> _DESCRIPTION OF THE TASK_
In the article on the CRI-Ghana visit to Umudike, rewrite the paragraph that begins "The scientists, Emmanuel Otoo" as a short list that keeps each person's name and role.

> _DOCUMENT TEXT_
Begin

Western Africa

CRI-Ghana scientists visit YIIFSWA yam aeroponics facility at NRCRI Umudike

Scientists from the Crops Research Institute (CSIR-CRI), Ghana, visited the newly established Aeroponics Facility at the National Root Crop Research Institute (NRCRI) Umudike last December to view some of the progress being made by their Nigerian counterparts on pre-basic and basic seed production.

The scientists, Emmanuel Otoo, Deputy Director, CRI; Braima Haruna, YIIFSWA Country Manager, Ghana; Marian Ouain, Head of Biotechnology Lab; and Joseph Ayamdo, YIIFSWA Seed Officer in Ghana, were accompanied by John Ikeorgu, YIIFSWA country manager, Nigeria.

Scientists from CRI Ghana viewing yam plantlets growing at the aeroponics facility at Umudike.

Scientists from CRI Ghana viewing yam plantlets growing at the aeroponics facility at Umudike.

End

> _SUPPLIED INFORMATION_
Begin

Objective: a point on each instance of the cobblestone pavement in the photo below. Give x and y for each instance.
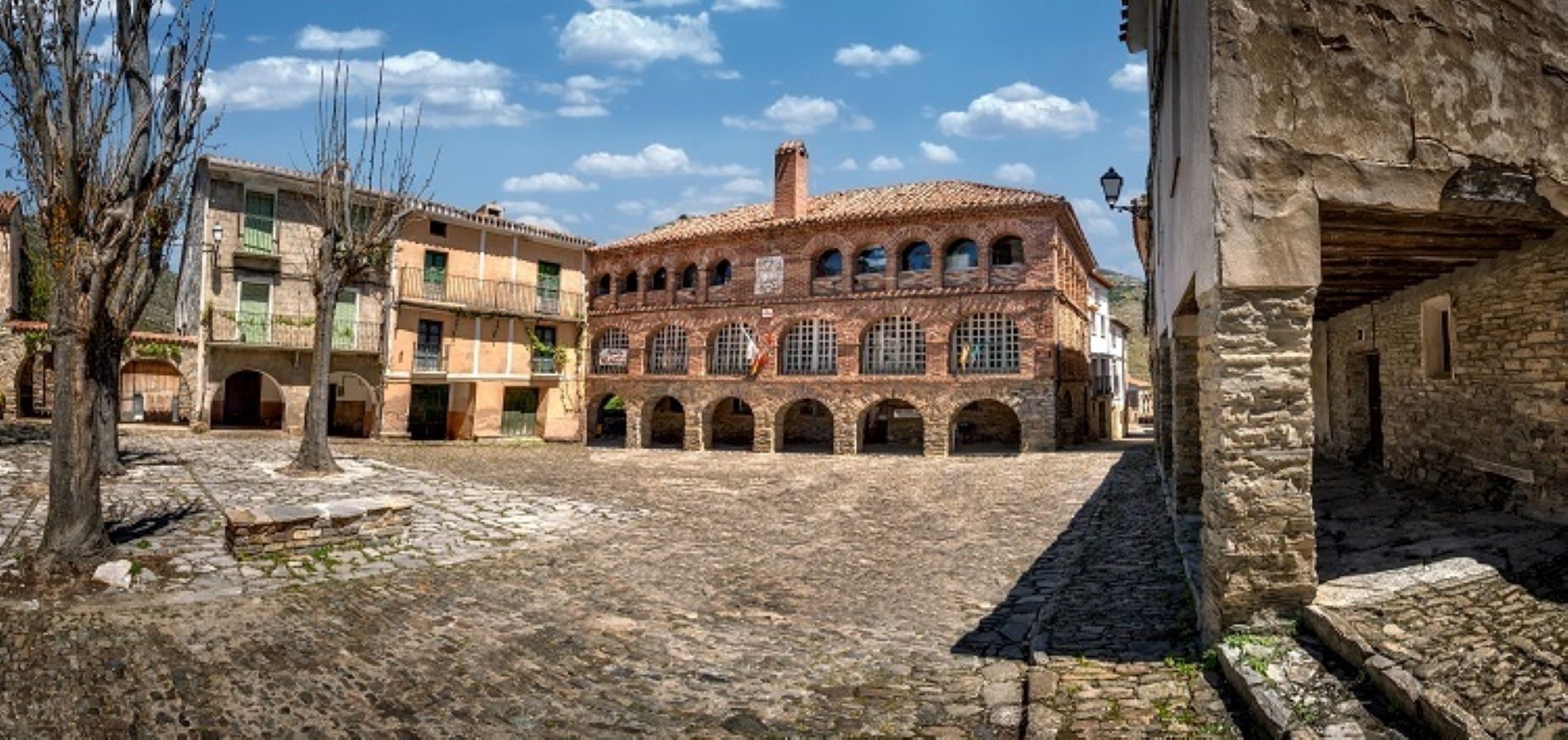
(705, 594)
(1471, 603)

End

> _ANSWER TO THE EXERCISE_
Visiting scientists:
- Emmanuel Otoo, Deputy Director, CRI
- Braima Haruna, YIIFSWA Country Manager, Ghana
- Marian Ouain, Head of Biotechnology Lab
- Joseph Ayamdo, YIIFSWA Seed Officer in Ghana

Accompanied by:
- John Ikeorgu, YIIFSWA country manager, Nigeria